» Work to do
[A] Transcribe everything in the forum thread from "The feeling that" down to "creativity.".
[B] Gather every line of the entries that contains the string "hair", matching case exactly.

Ask HN: Why do you enjoy programming? - batgaijin

Why do you enjoy programming? Do you do anything in particular to make it fun? Do you ever feel useless, or that your little bit of help doesn't matter? If so, how do you counteract those feelings?
======
ankurdhama
Why do you enjoy programming?

The feeling that you could create something which has a sort of personality
(program behavior), something that can evolve rapidly (next version, program
collected more and more data), something that can reach millions of people in
few seconds across the globe (hmmm... this depends on the type of program you
wrote). All this is just amazing, there is no other creative field in the
world which can have all these together. NOTE: For me programming is not about
just 'coding', it is much more then that, it is a way of thinking, a way of
creativity.

Do you do anything in particular to make it fun?

Keep learning. I just keep learning new stuff (programming languages,
platforms etc). Almost 95% of worlds programmer build so called CRUD
applications, which are your typical web/native apps which does these CRUD
operations. This kind of programming is very very boring but that's what most
programming jobs want you to do, unless you are very lucky to be working on
some RnD project.

------
duiker101
I never feel useless, it's the exact opposite that makes me love programmaing.

(Pointing dataset entries)
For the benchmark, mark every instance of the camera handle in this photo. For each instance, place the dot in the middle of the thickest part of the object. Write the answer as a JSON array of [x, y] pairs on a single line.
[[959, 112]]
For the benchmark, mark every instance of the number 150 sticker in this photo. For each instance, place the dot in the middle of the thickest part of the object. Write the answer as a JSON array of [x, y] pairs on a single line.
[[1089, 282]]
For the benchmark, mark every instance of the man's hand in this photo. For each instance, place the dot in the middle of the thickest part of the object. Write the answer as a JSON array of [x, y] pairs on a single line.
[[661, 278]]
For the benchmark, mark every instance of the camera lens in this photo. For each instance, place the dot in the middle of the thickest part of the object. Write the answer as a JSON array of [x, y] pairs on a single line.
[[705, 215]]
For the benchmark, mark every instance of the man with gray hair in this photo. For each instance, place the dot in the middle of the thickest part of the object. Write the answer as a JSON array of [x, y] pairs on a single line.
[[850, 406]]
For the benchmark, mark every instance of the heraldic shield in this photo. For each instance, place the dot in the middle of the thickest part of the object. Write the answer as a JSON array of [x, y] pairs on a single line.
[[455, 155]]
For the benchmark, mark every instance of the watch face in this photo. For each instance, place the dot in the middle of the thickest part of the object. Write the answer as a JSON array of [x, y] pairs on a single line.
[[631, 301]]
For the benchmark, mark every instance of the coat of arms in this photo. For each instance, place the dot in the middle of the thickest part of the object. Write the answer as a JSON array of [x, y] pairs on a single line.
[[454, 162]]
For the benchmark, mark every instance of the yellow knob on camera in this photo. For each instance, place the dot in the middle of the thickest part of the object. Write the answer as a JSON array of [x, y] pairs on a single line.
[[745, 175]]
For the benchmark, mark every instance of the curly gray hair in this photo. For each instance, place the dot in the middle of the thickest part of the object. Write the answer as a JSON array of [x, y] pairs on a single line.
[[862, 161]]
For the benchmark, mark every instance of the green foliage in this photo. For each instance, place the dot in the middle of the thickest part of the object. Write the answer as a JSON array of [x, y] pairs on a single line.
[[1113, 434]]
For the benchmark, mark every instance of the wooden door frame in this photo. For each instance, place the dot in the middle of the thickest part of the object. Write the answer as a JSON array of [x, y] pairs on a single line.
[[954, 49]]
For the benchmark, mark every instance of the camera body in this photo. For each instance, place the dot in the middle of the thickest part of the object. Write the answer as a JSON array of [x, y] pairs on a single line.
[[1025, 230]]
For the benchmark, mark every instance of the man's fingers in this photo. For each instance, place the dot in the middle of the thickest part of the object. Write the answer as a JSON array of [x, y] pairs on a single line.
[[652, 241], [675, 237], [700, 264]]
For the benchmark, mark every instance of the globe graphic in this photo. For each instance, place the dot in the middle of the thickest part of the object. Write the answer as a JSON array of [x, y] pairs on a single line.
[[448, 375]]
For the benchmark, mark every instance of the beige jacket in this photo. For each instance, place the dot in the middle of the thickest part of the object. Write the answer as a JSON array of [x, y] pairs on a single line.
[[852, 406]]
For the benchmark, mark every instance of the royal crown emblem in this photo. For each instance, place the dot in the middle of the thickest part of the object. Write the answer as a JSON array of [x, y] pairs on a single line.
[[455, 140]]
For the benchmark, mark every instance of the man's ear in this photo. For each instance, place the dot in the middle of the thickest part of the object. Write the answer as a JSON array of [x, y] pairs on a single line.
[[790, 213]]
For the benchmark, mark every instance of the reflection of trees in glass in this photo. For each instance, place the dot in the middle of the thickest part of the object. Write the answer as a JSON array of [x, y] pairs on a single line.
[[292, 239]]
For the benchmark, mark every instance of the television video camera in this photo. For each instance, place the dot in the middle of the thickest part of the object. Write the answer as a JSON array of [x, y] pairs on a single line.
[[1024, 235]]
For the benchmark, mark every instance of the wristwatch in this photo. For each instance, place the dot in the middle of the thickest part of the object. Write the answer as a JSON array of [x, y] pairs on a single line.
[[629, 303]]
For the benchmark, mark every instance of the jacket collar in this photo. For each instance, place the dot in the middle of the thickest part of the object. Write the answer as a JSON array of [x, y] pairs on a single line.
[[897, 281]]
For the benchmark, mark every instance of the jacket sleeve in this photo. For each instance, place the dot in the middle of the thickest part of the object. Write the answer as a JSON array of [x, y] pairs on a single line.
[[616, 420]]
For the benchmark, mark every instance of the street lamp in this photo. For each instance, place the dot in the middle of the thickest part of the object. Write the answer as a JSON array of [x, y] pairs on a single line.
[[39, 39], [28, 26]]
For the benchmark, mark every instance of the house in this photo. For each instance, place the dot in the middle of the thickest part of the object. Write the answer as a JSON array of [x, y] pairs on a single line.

» Exercise answers
[A]
The feeling that you could create something which has a sort of personality
(program behavior), something that can evolve rapidly (next version, program
collected more and more data), something that can reach millions of people in
few seconds across the globe (hmmm... this depends on the type of program you
wrote). All this is just amazing, there is no other creative field in the
world which can have all these together. NOTE: For me programming is not about
just 'coding', it is much more then that, it is a way of thinking, a way of
creativity.

[B]
For the benchmark, mark every instance of the man with gray hair in this photo. For each instance, place the dot in the middle of the thickest part of the object. Write the answer as a JSON array of [x, y] pairs on a single line.
For the benchmark, mark every instance of the curly gray hair in this photo. For each instance, place the dot in the middle of the thickest part of the object. Write the answer as a JSON array of [x, y] pairs on a single line.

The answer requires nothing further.